*QUESTIONS ON THE MATERIAL*
a. In the post on Windows for supercomputers, explain why Randy has to go around today in the overheard IT-department line.
b. For each statement, say whether it agrees with the post on Windows for supercomputers, and quote the deciding words: (i) Microsoft hopes to have a beta version by this summer. (ii) The final version is targeted for a supercomputing conference in October. (iii) The cluster in the overheard IT-department line has 500 nodes.
c. Return the passage of the post on Windows for supercomputers starting with "Let’s feed this" and going on through "Via OSNews.".

Windows For Supercomputers

By on March 3, 2005 reports that Microsoft is working on a version of Windows for supercomputing environments. God help us.

Microsoft is aiming to have its first cluster version of Windows ready in time for a supercomputing conference this fall.

Software Architect Marvin Theimer said on Thursday that the company hopes to have a beta, or test version, by this summer, with the final version of Windows Server 2003 Compute Cluster Edition ready by the SC2005 supercomputing conference in November.

Let’s feed this one into my patented ‘FutureHeadline 2.0’ software:

Sasser Worm Sets New Spam Record On Government Windows Supercomputing Cluster

And, overheard in the IT department of the future?
“Well, the hotfix screwed up processing on about 5% of the nodes in our 200-node cluster, so Randy’s got to go around today, figure out which ones failed, and re-apply the patches on those from the terminals.”

Product tagline from the future?

Microsoft Pharmaceuticals Supercluster: What do you want to cure today?

OK, I’ll stop now.

Via OSNews.



  1. “So… Cray# will be the next .NET product?”

*PROVIDED INFORMATION*
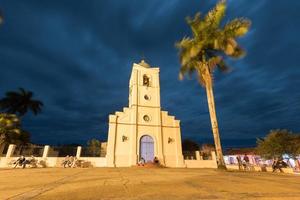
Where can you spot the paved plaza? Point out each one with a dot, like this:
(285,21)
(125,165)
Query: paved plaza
(145,183)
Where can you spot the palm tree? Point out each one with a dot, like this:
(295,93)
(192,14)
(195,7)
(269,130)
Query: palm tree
(20,102)
(1,18)
(9,128)
(205,51)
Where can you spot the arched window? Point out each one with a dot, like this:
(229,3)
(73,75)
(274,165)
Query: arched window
(146,81)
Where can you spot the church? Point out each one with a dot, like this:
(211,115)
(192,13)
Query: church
(142,130)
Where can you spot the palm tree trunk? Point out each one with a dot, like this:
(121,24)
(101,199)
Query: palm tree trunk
(214,122)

*EXERCISE SOLUTIONS*
a. The hotfix screwed up processing on about 5% of the nodes in the 200-node cluster. Randy has to figure out which nodes failed and re-apply the patches on them from the terminals.

b.
(i) Yes: "the company hopes to have a beta, or test version, by this summer"
(ii) No: "ready by the SC2005 supercomputing conference in November"
(iii) No: "our 200-node cluster"

c.
Let’s feed this one into my patented ‘FutureHeadline 2.0’ software:

Sasser Worm Sets New Spam Record On Government Windows Supercomputing Cluster

And, overheard in the IT department of the future?
“Well, the hotfix screwed up processing on about 5% of the nodes in our 200-node cluster, so Randy’s got to go around today, figure out which ones failed, and re-apply the patches on those from the terminals.”

Product tagline from the future?

Microsoft Pharmaceuticals Supercluster: What do you want to cure today?

OK, I’ll stop now.

Via OSNews.